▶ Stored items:
^^^^

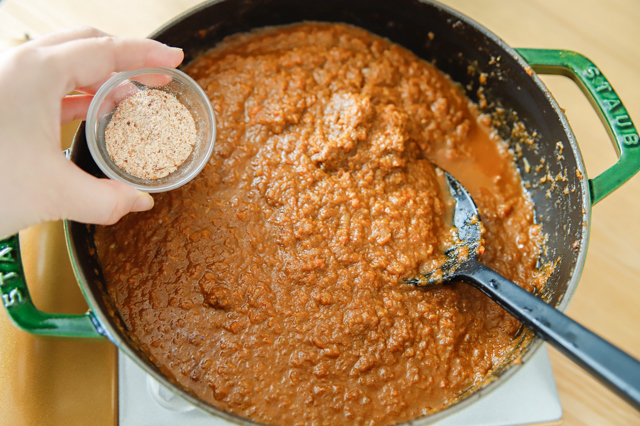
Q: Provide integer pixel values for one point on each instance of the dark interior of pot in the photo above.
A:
(545, 151)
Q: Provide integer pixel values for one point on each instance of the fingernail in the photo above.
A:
(143, 203)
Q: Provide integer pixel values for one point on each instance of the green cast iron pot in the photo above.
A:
(456, 44)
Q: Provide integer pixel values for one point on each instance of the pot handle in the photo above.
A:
(607, 104)
(20, 307)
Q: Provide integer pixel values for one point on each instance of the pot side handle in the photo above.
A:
(607, 104)
(19, 305)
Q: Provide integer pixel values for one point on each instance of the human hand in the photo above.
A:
(37, 183)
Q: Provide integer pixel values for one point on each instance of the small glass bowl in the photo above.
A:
(125, 84)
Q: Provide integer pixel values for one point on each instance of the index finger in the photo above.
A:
(81, 63)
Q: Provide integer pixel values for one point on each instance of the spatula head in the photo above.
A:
(468, 242)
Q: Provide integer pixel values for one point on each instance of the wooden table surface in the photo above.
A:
(607, 298)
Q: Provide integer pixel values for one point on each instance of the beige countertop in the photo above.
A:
(49, 382)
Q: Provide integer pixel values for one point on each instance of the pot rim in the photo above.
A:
(492, 382)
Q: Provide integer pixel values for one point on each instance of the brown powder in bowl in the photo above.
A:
(150, 134)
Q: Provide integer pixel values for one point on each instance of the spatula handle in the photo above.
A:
(617, 370)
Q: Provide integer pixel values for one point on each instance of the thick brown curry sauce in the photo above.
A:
(272, 286)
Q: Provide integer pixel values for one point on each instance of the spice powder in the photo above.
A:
(150, 134)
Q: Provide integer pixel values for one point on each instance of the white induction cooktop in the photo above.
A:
(529, 397)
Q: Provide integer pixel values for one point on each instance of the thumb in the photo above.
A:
(88, 199)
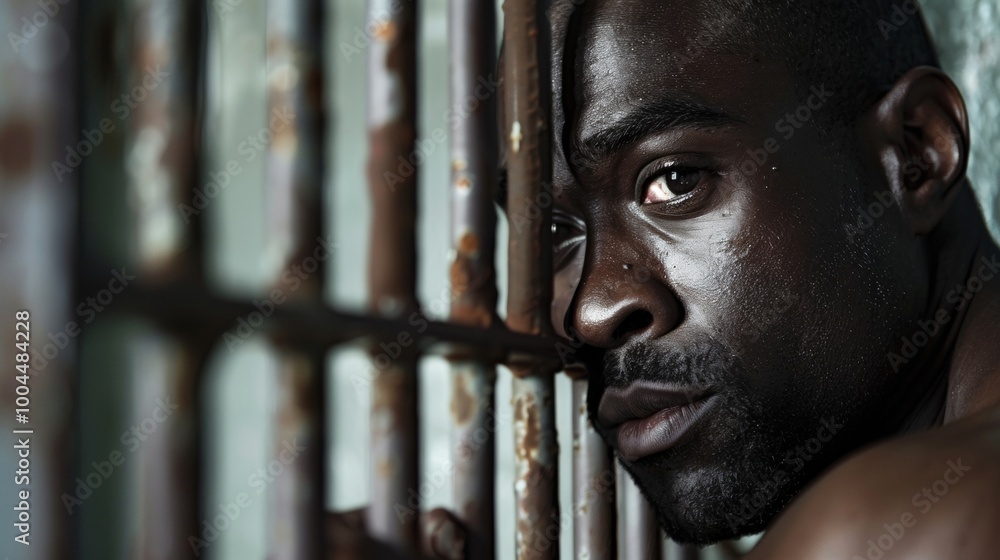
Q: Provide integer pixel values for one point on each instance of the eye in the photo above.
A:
(671, 183)
(567, 232)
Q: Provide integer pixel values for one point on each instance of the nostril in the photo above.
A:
(636, 321)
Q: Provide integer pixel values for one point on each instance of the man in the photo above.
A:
(765, 239)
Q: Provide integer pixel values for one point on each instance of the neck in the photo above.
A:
(955, 370)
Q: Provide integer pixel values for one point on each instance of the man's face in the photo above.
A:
(702, 245)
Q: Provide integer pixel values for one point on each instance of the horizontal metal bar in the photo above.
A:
(193, 309)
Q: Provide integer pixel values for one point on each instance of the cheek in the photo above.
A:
(564, 283)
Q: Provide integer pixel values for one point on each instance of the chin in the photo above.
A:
(703, 506)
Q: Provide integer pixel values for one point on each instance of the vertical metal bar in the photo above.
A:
(392, 179)
(472, 36)
(296, 249)
(161, 168)
(38, 120)
(593, 483)
(529, 170)
(640, 537)
(474, 432)
(161, 103)
(297, 497)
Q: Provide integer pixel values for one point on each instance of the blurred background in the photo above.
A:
(36, 212)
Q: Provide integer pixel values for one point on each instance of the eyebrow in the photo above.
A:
(655, 115)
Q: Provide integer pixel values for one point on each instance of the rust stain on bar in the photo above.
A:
(474, 440)
(474, 152)
(296, 500)
(392, 171)
(162, 165)
(163, 100)
(593, 483)
(538, 521)
(527, 79)
(640, 537)
(296, 121)
(392, 181)
(296, 245)
(529, 166)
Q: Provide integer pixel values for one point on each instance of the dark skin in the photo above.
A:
(669, 253)
(676, 262)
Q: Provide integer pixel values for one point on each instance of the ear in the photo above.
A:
(922, 131)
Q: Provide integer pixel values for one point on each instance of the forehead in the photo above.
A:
(632, 52)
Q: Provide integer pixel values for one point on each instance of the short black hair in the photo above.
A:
(857, 48)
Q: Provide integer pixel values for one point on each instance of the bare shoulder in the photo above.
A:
(934, 494)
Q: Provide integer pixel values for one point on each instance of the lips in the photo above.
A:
(645, 419)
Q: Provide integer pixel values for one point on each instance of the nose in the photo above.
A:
(617, 302)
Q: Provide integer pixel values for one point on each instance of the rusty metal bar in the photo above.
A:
(162, 148)
(472, 36)
(640, 537)
(38, 120)
(474, 435)
(526, 75)
(593, 483)
(161, 104)
(392, 179)
(296, 249)
(297, 497)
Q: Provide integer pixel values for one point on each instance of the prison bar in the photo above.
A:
(296, 242)
(595, 528)
(529, 174)
(38, 120)
(163, 166)
(392, 130)
(474, 151)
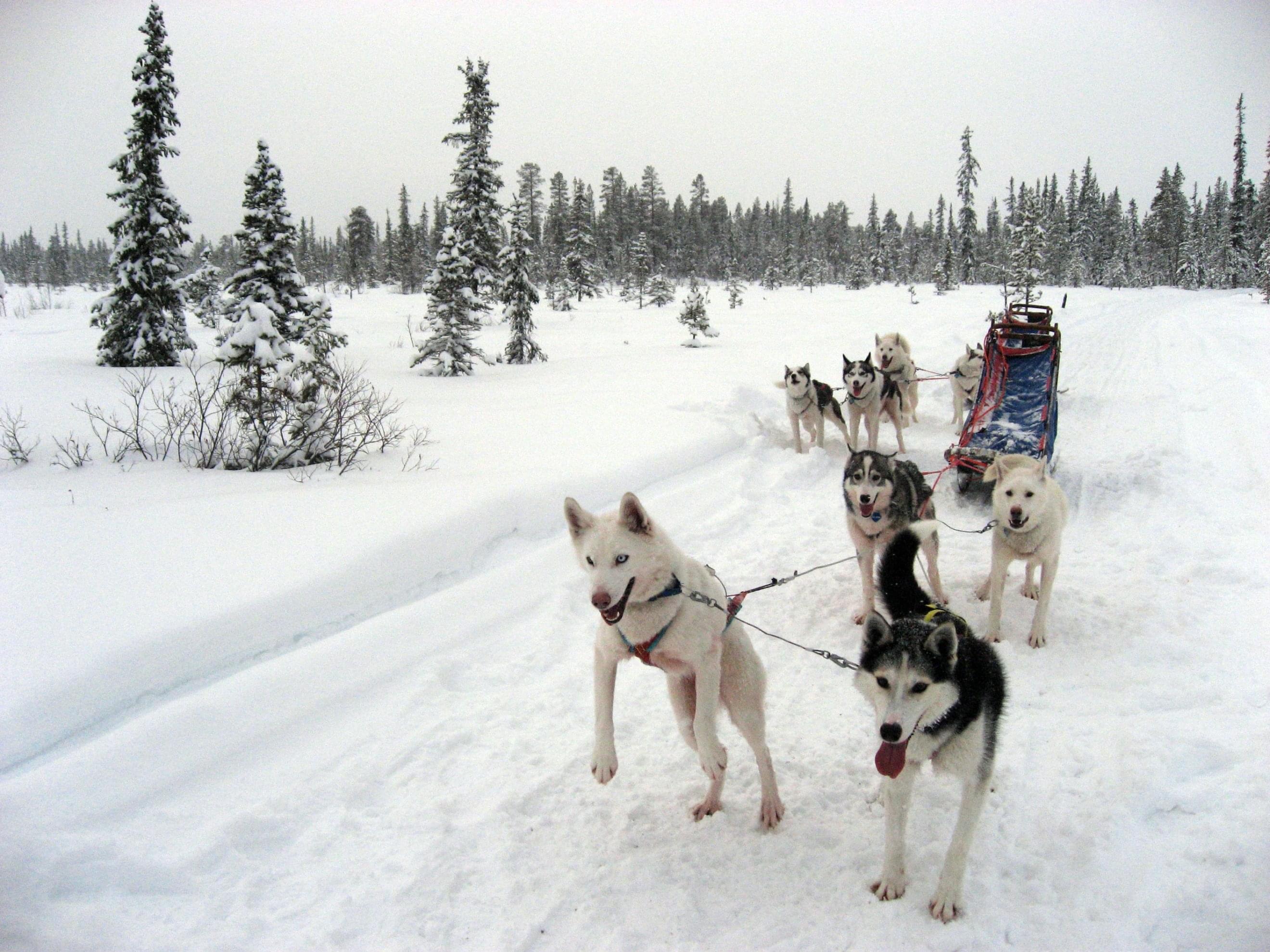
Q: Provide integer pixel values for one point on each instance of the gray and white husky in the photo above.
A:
(938, 695)
(883, 497)
(869, 397)
(896, 363)
(810, 403)
(965, 379)
(639, 584)
(1030, 511)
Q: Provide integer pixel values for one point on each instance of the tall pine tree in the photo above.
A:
(454, 313)
(143, 316)
(473, 200)
(519, 294)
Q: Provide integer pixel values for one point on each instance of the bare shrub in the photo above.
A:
(14, 442)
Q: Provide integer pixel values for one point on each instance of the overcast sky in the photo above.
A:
(846, 100)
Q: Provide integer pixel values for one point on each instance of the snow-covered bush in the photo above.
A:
(334, 418)
(694, 316)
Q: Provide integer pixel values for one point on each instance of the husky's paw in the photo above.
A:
(714, 760)
(604, 763)
(707, 808)
(889, 887)
(771, 812)
(945, 905)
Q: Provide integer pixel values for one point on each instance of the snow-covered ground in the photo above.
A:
(245, 713)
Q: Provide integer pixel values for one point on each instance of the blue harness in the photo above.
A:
(644, 651)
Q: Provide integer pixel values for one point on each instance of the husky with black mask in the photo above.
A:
(938, 695)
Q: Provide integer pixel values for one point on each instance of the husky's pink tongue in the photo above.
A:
(889, 758)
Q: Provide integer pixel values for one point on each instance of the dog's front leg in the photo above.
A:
(897, 795)
(604, 761)
(798, 433)
(711, 752)
(995, 588)
(1048, 570)
(947, 902)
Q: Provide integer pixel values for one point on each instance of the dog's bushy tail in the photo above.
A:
(897, 583)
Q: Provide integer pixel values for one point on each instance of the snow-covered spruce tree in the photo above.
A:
(967, 178)
(736, 287)
(580, 257)
(694, 316)
(268, 275)
(143, 316)
(203, 291)
(1264, 271)
(640, 268)
(473, 201)
(661, 290)
(1027, 248)
(519, 294)
(454, 313)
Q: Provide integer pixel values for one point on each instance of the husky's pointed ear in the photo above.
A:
(943, 643)
(634, 516)
(578, 518)
(876, 631)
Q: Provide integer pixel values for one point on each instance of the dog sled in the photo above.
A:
(1016, 408)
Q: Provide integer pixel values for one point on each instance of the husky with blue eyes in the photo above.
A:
(640, 584)
(938, 693)
(883, 497)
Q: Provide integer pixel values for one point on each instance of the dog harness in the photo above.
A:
(643, 651)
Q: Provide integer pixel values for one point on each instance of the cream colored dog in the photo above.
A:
(1030, 509)
(639, 584)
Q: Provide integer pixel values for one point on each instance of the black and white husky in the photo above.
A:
(965, 379)
(869, 397)
(938, 695)
(896, 363)
(883, 497)
(811, 403)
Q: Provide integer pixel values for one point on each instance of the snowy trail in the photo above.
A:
(419, 780)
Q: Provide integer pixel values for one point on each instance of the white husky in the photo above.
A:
(965, 379)
(639, 584)
(896, 362)
(1030, 509)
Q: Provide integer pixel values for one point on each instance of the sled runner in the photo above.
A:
(1016, 408)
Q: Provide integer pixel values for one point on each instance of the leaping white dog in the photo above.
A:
(639, 584)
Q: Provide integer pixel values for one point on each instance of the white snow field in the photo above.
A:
(247, 713)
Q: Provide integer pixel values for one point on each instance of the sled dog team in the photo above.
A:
(938, 689)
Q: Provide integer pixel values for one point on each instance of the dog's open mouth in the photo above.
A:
(889, 758)
(614, 614)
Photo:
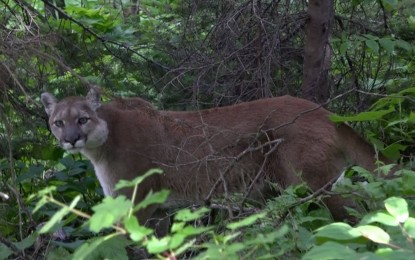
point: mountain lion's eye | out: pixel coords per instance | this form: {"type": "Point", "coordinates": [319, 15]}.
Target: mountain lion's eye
{"type": "Point", "coordinates": [58, 123]}
{"type": "Point", "coordinates": [83, 120]}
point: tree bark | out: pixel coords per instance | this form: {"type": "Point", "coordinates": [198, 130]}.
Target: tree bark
{"type": "Point", "coordinates": [317, 52]}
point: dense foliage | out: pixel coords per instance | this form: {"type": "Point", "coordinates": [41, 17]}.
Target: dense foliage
{"type": "Point", "coordinates": [185, 55]}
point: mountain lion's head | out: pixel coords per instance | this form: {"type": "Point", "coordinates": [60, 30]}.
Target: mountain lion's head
{"type": "Point", "coordinates": [74, 121]}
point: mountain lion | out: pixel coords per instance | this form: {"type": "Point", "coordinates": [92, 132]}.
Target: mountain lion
{"type": "Point", "coordinates": [207, 153]}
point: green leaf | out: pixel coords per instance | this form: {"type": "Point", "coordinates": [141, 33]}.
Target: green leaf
{"type": "Point", "coordinates": [27, 242]}
{"type": "Point", "coordinates": [137, 232]}
{"type": "Point", "coordinates": [58, 216]}
{"type": "Point", "coordinates": [108, 247]}
{"type": "Point", "coordinates": [338, 231]}
{"type": "Point", "coordinates": [329, 251]}
{"type": "Point", "coordinates": [374, 233]}
{"type": "Point", "coordinates": [404, 45]}
{"type": "Point", "coordinates": [364, 116]}
{"type": "Point", "coordinates": [109, 212]}
{"type": "Point", "coordinates": [246, 221]}
{"type": "Point", "coordinates": [153, 198]}
{"type": "Point", "coordinates": [5, 251]}
{"type": "Point", "coordinates": [373, 45]}
{"type": "Point", "coordinates": [398, 208]}
{"type": "Point", "coordinates": [129, 184]}
{"type": "Point", "coordinates": [409, 227]}
{"type": "Point", "coordinates": [387, 44]}
{"type": "Point", "coordinates": [156, 246]}
{"type": "Point", "coordinates": [393, 151]}
{"type": "Point", "coordinates": [379, 217]}
{"type": "Point", "coordinates": [188, 215]}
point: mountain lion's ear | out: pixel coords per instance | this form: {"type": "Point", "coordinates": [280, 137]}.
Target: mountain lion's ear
{"type": "Point", "coordinates": [94, 97]}
{"type": "Point", "coordinates": [49, 102]}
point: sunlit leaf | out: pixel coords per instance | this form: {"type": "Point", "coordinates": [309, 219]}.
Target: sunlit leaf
{"type": "Point", "coordinates": [374, 233]}
{"type": "Point", "coordinates": [329, 251]}
{"type": "Point", "coordinates": [398, 208]}
{"type": "Point", "coordinates": [409, 227]}
{"type": "Point", "coordinates": [379, 217]}
{"type": "Point", "coordinates": [338, 231]}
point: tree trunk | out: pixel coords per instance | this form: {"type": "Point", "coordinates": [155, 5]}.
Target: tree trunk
{"type": "Point", "coordinates": [317, 52]}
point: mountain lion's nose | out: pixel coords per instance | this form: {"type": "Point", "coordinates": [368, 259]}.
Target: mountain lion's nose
{"type": "Point", "coordinates": [72, 139]}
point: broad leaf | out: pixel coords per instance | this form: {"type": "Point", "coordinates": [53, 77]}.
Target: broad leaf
{"type": "Point", "coordinates": [380, 217]}
{"type": "Point", "coordinates": [398, 208]}
{"type": "Point", "coordinates": [329, 251]}
{"type": "Point", "coordinates": [409, 227]}
{"type": "Point", "coordinates": [374, 233]}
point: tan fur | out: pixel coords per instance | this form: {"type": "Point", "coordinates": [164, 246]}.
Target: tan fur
{"type": "Point", "coordinates": [196, 148]}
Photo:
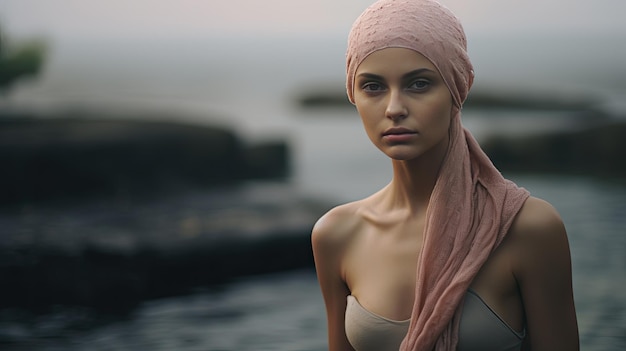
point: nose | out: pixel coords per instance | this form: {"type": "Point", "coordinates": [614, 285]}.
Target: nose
{"type": "Point", "coordinates": [396, 108]}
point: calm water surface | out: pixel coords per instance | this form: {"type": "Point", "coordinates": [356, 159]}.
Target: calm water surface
{"type": "Point", "coordinates": [334, 161]}
{"type": "Point", "coordinates": [285, 311]}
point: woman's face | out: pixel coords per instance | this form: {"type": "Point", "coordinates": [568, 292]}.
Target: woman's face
{"type": "Point", "coordinates": [404, 103]}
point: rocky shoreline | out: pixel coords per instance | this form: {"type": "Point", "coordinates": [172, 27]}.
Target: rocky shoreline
{"type": "Point", "coordinates": [107, 212]}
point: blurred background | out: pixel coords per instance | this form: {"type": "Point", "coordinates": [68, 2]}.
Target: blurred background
{"type": "Point", "coordinates": [163, 162]}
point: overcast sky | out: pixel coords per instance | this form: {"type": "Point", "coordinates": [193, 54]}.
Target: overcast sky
{"type": "Point", "coordinates": [142, 18]}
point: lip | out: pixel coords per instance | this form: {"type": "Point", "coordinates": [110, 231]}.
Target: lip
{"type": "Point", "coordinates": [398, 131]}
{"type": "Point", "coordinates": [398, 134]}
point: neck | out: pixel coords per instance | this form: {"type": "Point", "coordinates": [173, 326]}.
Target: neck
{"type": "Point", "coordinates": [414, 180]}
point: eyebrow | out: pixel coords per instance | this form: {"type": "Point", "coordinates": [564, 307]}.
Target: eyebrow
{"type": "Point", "coordinates": [404, 76]}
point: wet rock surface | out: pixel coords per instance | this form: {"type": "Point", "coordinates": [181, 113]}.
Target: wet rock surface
{"type": "Point", "coordinates": [110, 256]}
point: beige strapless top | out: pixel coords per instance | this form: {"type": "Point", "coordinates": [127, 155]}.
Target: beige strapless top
{"type": "Point", "coordinates": [481, 329]}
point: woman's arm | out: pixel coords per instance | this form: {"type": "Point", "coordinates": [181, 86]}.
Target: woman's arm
{"type": "Point", "coordinates": [329, 240]}
{"type": "Point", "coordinates": [543, 270]}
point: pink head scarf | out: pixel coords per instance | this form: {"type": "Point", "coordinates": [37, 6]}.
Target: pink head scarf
{"type": "Point", "coordinates": [472, 206]}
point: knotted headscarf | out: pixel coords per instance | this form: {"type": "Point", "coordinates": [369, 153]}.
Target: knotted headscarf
{"type": "Point", "coordinates": [472, 206]}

^^^^

▶ Your task:
Find all lines in the records that hold the word "handle". Copy them.

▶ Solution:
Q: Provide integer pixel values for one point on each instance of the pot handle in the photo above.
Q: Provide integer pixel values for one point on each instance of the pot side handle in the photo above.
Q: Provide integer pixel values for one point on each instance of the spatula handle in the photo above.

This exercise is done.